Text extract:
★ ★ ★

Friedenshaus Ludwigshafen
- Formation: January 2016
- Type: Non-profit community project
- Headquarters: Berliner Straße 43, 67059 Ludwigshafen am Rhein, Germany
- Parent organization: Arbeitsgemeinschaft Südwestdeutscher Mennonitengemeinden (ASM)
- Website: friedenshaus.net

= Friedenshaus Ludwigshafen =

Friedenshaus Ludwigshafen (House of Peace) is a community integration centre in Ludwigshafen am Rhein, Rhineland-Palatinate, Germany. Founded in January 2016 by Gregory Rabus and Jennifer Otto, two Mennonite volunteers from North America, it operates within the premises of the local Mennonite congregation under the Mennonite Regional Conference of the Palatinate (Arbeitsgemeinschaft Südwestdeutscher Mennonitengemeinden (ASM)). By 2026 the centre had served an estimated 4,000 people, offering free German language courses, administrative assistance, and intercultural activities to refugees, migrants, and local residents.

★ ★ ★

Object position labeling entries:
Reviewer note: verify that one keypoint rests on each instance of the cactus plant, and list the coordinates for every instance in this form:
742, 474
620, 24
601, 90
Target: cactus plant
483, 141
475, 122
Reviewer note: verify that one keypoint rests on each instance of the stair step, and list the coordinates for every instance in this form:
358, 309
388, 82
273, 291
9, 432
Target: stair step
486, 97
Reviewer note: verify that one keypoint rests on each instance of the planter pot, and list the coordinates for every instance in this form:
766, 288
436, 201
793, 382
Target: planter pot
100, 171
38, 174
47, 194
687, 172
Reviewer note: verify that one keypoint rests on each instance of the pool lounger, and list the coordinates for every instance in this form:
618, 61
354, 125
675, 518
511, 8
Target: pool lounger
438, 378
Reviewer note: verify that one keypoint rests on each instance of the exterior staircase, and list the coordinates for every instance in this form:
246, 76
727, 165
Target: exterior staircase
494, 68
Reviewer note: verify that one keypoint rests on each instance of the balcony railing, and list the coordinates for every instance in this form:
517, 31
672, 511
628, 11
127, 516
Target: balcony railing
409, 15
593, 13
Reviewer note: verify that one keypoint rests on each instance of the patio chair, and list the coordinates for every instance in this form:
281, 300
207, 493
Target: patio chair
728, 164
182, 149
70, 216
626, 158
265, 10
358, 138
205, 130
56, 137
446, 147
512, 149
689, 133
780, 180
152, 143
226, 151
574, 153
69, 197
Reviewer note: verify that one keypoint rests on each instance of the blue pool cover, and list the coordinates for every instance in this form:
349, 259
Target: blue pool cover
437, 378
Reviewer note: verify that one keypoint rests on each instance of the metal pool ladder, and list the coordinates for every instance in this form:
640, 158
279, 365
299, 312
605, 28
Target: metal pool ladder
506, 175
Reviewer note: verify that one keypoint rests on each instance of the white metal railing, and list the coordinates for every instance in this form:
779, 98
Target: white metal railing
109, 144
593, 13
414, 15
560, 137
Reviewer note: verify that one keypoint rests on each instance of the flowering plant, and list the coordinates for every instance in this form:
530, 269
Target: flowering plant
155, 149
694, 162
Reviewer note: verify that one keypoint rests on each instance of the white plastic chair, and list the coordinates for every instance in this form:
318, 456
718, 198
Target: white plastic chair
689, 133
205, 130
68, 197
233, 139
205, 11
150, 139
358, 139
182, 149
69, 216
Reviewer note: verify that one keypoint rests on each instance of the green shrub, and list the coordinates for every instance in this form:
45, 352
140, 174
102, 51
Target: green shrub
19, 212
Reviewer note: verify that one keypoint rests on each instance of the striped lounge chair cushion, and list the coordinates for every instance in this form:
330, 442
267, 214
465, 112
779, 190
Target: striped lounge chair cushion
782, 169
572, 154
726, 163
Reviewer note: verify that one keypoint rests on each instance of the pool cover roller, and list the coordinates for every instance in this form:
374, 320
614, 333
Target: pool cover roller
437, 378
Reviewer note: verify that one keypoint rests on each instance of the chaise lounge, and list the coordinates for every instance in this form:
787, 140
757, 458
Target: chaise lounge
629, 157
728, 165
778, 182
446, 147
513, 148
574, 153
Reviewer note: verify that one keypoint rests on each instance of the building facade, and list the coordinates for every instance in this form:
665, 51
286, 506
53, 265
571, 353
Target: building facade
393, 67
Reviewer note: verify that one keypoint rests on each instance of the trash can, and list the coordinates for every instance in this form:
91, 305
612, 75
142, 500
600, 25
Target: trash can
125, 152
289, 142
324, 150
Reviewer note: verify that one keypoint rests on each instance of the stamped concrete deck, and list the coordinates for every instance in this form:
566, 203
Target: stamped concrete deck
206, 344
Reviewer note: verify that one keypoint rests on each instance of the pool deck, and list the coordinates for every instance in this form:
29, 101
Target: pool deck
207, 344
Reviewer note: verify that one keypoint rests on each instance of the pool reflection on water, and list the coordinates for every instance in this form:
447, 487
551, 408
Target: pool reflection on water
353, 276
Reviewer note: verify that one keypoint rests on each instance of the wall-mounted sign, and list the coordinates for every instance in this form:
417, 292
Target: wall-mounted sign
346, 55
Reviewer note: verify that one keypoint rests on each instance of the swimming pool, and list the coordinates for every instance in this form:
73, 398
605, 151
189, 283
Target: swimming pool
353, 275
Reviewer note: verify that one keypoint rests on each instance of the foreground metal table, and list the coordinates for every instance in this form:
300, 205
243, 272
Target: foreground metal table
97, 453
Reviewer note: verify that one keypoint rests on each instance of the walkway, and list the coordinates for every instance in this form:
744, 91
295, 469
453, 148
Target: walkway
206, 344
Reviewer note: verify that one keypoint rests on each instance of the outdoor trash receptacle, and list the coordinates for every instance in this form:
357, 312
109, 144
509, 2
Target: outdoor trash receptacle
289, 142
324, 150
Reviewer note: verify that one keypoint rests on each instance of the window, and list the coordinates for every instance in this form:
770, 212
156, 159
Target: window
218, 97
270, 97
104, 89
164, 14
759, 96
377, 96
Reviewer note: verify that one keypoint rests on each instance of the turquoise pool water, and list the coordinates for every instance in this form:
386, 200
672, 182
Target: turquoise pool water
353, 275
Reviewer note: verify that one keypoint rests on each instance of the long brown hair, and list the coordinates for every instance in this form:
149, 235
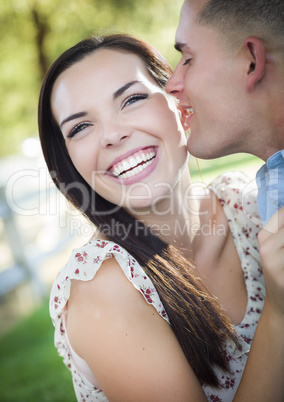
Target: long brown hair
198, 322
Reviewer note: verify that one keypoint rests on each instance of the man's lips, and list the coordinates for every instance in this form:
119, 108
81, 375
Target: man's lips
186, 113
133, 164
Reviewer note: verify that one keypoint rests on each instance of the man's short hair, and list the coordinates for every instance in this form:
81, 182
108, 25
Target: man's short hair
238, 19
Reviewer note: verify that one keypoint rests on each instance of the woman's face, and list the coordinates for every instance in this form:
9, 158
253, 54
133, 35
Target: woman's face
122, 131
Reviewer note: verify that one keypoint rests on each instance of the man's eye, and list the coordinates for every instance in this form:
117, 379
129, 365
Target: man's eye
133, 99
78, 128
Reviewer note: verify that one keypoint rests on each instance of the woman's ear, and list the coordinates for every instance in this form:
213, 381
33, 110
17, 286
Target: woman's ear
257, 55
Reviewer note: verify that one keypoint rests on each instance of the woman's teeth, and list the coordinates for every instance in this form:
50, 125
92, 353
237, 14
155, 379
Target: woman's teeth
134, 164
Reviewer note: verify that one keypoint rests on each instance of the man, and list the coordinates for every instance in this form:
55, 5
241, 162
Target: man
230, 84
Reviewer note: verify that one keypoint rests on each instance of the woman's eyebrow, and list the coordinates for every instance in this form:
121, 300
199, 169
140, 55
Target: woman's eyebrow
123, 89
117, 93
73, 117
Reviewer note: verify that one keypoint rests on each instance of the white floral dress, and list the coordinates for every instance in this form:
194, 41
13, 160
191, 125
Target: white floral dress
86, 261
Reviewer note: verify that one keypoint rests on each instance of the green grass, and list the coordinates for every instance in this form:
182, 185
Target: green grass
30, 369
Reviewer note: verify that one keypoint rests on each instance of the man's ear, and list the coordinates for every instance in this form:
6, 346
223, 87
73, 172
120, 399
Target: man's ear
257, 55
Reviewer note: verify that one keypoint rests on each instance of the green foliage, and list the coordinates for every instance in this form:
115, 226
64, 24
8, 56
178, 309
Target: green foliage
35, 32
30, 369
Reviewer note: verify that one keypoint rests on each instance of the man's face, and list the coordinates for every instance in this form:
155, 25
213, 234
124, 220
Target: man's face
210, 81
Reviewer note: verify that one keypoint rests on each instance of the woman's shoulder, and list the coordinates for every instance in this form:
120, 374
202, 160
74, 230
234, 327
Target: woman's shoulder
83, 266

★ ★ ★

To be done: Using the Friedenshaus Ludwigshafen text, explain why the Arbeitsgemeinschaft Südwestdeutscher Mennonitengemeinden is listed as its parent organization.

Correct answer: The centre operates within the premises of the local Mennonite congregation, under the Mennonite Regional Conference of the Palatinate. That conference is the Arbeitsgemeinschaft Südwestdeutscher Mennonitengemeinden (ASM).